** Start of LISTED RECORDS **

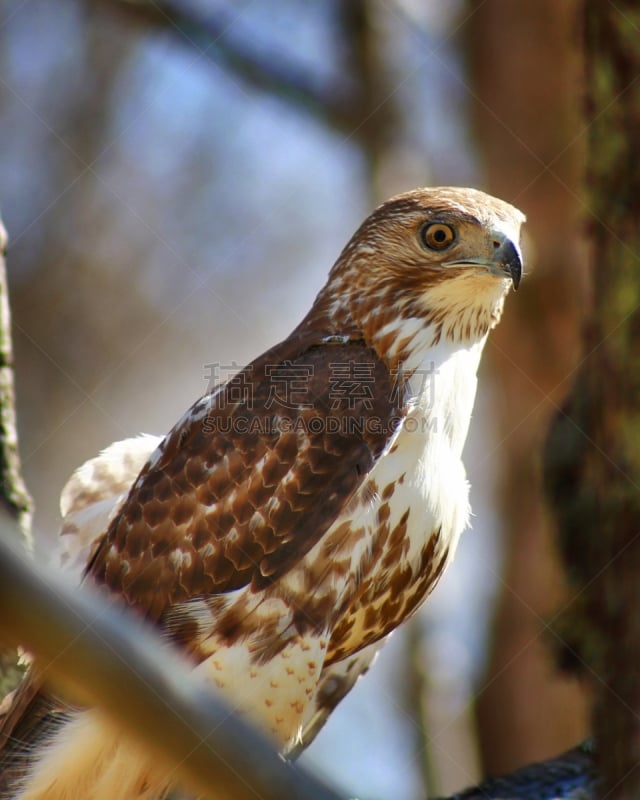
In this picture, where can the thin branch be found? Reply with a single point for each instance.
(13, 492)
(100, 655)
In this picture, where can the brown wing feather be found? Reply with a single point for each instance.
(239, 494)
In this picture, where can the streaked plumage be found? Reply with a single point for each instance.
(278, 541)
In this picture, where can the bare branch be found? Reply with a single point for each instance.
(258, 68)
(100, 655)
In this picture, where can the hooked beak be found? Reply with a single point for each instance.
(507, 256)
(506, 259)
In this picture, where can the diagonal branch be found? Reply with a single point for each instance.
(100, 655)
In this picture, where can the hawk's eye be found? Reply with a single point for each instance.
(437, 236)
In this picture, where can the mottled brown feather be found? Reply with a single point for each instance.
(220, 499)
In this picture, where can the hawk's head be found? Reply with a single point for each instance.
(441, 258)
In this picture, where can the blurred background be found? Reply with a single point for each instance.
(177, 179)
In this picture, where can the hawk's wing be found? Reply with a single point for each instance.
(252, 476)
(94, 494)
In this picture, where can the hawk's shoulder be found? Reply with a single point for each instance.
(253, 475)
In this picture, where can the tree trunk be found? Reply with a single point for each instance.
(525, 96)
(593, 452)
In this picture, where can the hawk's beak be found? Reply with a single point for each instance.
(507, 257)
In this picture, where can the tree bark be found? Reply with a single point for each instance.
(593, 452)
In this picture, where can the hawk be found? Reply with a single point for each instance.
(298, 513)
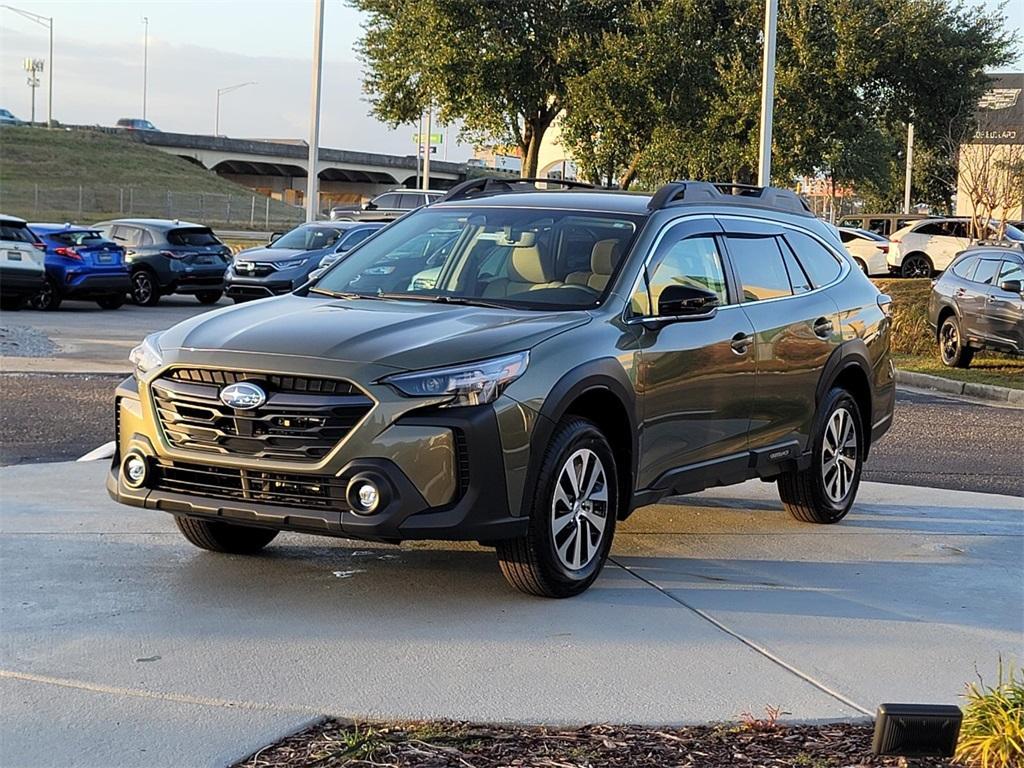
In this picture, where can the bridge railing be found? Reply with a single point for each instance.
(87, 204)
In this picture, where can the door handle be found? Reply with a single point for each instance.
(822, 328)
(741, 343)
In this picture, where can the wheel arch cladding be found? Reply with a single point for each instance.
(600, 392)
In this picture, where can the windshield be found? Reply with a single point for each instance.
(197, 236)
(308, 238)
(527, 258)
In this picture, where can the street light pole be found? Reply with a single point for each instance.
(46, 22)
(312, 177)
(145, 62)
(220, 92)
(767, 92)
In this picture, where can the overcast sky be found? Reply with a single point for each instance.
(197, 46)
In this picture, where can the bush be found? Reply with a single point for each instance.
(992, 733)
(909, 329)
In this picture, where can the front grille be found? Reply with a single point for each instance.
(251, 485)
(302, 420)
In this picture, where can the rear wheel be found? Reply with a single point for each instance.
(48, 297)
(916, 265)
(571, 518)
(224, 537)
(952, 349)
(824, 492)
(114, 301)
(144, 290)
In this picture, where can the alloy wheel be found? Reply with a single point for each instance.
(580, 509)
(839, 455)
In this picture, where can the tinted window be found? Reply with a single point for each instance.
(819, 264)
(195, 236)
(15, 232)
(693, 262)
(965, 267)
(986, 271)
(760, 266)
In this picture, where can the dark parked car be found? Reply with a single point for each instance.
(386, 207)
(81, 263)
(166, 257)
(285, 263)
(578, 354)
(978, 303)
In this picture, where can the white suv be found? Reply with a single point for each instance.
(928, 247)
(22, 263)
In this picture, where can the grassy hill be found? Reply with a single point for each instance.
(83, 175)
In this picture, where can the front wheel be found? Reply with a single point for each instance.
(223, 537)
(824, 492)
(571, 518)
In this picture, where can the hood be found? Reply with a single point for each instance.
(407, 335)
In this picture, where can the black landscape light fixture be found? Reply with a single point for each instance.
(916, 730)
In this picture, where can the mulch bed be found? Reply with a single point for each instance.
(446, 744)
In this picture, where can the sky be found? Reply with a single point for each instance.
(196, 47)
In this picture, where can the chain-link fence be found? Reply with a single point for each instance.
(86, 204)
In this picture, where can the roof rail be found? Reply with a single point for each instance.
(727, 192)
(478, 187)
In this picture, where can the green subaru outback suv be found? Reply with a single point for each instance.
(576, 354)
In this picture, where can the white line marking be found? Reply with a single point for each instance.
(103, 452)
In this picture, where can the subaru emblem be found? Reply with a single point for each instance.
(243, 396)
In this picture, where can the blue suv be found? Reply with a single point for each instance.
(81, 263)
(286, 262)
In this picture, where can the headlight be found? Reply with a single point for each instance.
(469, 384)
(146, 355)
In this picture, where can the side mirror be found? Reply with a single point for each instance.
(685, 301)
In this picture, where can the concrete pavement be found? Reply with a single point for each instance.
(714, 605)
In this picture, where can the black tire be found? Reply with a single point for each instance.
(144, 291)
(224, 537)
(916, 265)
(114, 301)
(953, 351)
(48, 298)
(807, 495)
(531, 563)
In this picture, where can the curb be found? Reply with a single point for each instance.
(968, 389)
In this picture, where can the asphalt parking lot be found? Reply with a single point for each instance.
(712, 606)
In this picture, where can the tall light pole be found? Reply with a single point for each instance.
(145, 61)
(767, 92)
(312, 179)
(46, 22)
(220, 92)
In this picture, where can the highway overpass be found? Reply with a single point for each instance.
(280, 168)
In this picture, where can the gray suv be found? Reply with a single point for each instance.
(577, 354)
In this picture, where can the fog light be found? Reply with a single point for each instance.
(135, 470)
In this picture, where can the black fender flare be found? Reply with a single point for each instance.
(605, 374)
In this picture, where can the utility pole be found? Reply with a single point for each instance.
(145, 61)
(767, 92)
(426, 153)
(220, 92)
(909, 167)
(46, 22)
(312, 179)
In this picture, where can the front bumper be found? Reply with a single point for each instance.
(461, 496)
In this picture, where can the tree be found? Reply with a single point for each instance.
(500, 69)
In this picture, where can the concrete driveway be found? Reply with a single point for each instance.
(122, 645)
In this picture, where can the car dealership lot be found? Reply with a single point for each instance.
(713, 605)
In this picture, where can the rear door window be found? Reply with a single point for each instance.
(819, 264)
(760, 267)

** End of LISTED RECORDS **

**TASK REQUIREMENTS**
Quote the records in full and exactly; skip any image.

**SOLUTION TO THIS EXERCISE**
In this picture, where can the thin branch be found? Reply with a single point for each instance.
(13, 492)
(100, 655)
In this picture, where can the brown wing feather be found? Reply with a single point for each instance.
(239, 494)
In this picture, where can the streaked plumage be found? Reply with a single point for each instance.
(278, 541)
In this picture, where can the bare branch be found? Reply with a single point for each instance.
(258, 68)
(100, 655)
In this picture, where can the hooked beak be found? Reply with a single point for each instance.
(507, 256)
(506, 259)
In this picture, where can the diagonal branch be found? Reply with a single point for each instance.
(100, 655)
In this picture, where can the hawk's eye be found? Reply with a single point for each instance.
(437, 236)
In this picture, where can the mottled brown feather be found? Reply with a single point for each instance.
(220, 499)
In this picture, where can the hawk's head be found? Reply with a single point for each instance.
(441, 258)
In this picture, where can the blurred background be found? Reply with a single point for each instance.
(177, 179)
In this picture, where can the hawk's wing be found? Reply with a single point for each instance.
(252, 476)
(94, 494)
In this picture, where can the hawk's shoulder be found? Reply with a single point for each instance.
(253, 475)
In this picture, where can the tree trunk be found? Reply with a single point for each instance.
(525, 96)
(593, 452)
In this picture, where can the hawk's beak be found? Reply with a single point for each instance.
(507, 257)
In this picture, where can the tree bark be found? Reply with a single point for each instance.
(593, 452)
In this picture, where can the hawk be found? Reply with a single point for each instance.
(298, 513)
In this picture, where can the bridge railing be found? Reply with a single point for each instance.
(87, 204)
In this picture, where can the door handle be found? Reply with a single point for each instance.
(822, 328)
(741, 343)
In this picture, where can the wheel arch cladding be found? Reply with a single point for each instance.
(600, 392)
In this picture, where can the windshield be found? Reply with a single point for each instance.
(197, 236)
(308, 238)
(527, 258)
In this picture, where can the street light pole be found? Reply with a single point for each instance.
(46, 22)
(312, 177)
(145, 62)
(220, 92)
(767, 92)
In this picture, where can the overcast sky be found? Reply with a single point for each instance.
(197, 46)
In this picture, where can the bush be found? Reply with a single point for each instance.
(992, 733)
(909, 329)
In this picture, where can the front grille be found? Reply with a single point for each instance.
(251, 485)
(302, 420)
In this picture, where can the rear wheel be found? Reply with a single point for each instance.
(48, 297)
(916, 265)
(571, 518)
(224, 537)
(952, 349)
(824, 492)
(114, 301)
(144, 290)
In this picture, where can the alloy wheel be found? Reply with a single point for each instance.
(580, 509)
(839, 455)
In this picture, where can the tinted window be found? Reply with a single point for each instance.
(819, 264)
(195, 236)
(15, 232)
(693, 262)
(965, 267)
(986, 271)
(760, 266)
In this picture, where can the dark parked car be found? Reply with a single point for each instance.
(386, 207)
(81, 263)
(166, 257)
(285, 263)
(578, 354)
(978, 303)
In this picture, where can the white suv be found? Reply with a single point for each instance.
(928, 247)
(22, 263)
In this picture, where can the grassy hill be found? Reply with a single point for each instance.
(83, 175)
In this picture, where can the front wheel be found? Reply with a single point for each instance.
(223, 537)
(824, 492)
(571, 518)
In this picture, where can the hood be found? Reply with a single point for each instance.
(407, 335)
In this picture, where can the black landscape light fixture be found? Reply with a single point for each instance.
(916, 730)
In this picture, where can the mulch bed be found? Reply with a single point for each instance.
(446, 744)
In this picture, where can the sky be found? Reply with a single point for each instance.
(196, 47)
In this picture, where can the chain-link fence be found? Reply with a single point for each instance.
(86, 204)
In this picture, where can the roof rail be found? Reply with a single point for each instance.
(727, 192)
(478, 187)
In this picture, where can the green subaru outback suv be found? Reply with a single point for each instance.
(576, 354)
In this picture, where can the white line marking be found? Reply with a single point for each instance.
(103, 452)
In this picture, where can the subaru emblem be found? Reply with a single point for each instance.
(243, 396)
In this picture, where can the blue suv be found? Reply with a single point for each instance.
(81, 263)
(286, 262)
In this picture, where can the headlight be found? Reply with a single point for each instance.
(469, 384)
(146, 355)
In this picture, where can the side mirror be found? Reply with a single point for each instance.
(685, 301)
In this picture, where can the concrete pavement be found? Reply with a single point for each instance.
(714, 605)
In this picture, where can the black tire be found? Reply with a single point for each instance.
(144, 291)
(224, 537)
(916, 265)
(114, 301)
(953, 351)
(48, 298)
(807, 495)
(531, 563)
In this picture, where can the curb be found? Reply with a single point for each instance.
(968, 389)
In this picture, where can the asphalt parking lot be found? Reply with a single point for each instance.
(712, 606)
In this picture, where can the tall light pole be found? Reply with a single point for each instance.
(145, 61)
(767, 92)
(312, 179)
(46, 22)
(220, 92)
In this picture, where can the highway overpass be found? Reply with a single point for each instance.
(280, 168)
In this picture, where can the gray suv be found? Reply with a single point for each instance.
(577, 354)
In this picture, where can the fog light be found? Reply with a single point for each instance.
(135, 470)
In this picture, where can the black fender flare be found? Reply with a single point for each instance.
(605, 374)
In this picture, where can the utility pole be found? Reply with a single point for each instance.
(145, 61)
(767, 92)
(426, 153)
(220, 92)
(909, 167)
(46, 22)
(312, 179)
In this picture, where can the front bumper be found? Reply with a single point for each instance.
(461, 496)
In this picture, where can the tree be found? Reply with a single point for each instance.
(500, 69)
In this picture, where can the concrete driveway be found? Reply with a single point for each instance.
(122, 645)
In this picture, where can the car dealership lot be found? Reply with a single point for each instance.
(713, 605)
In this picture, where can the rear door window be found? Reply with a single point for each instance.
(819, 264)
(760, 267)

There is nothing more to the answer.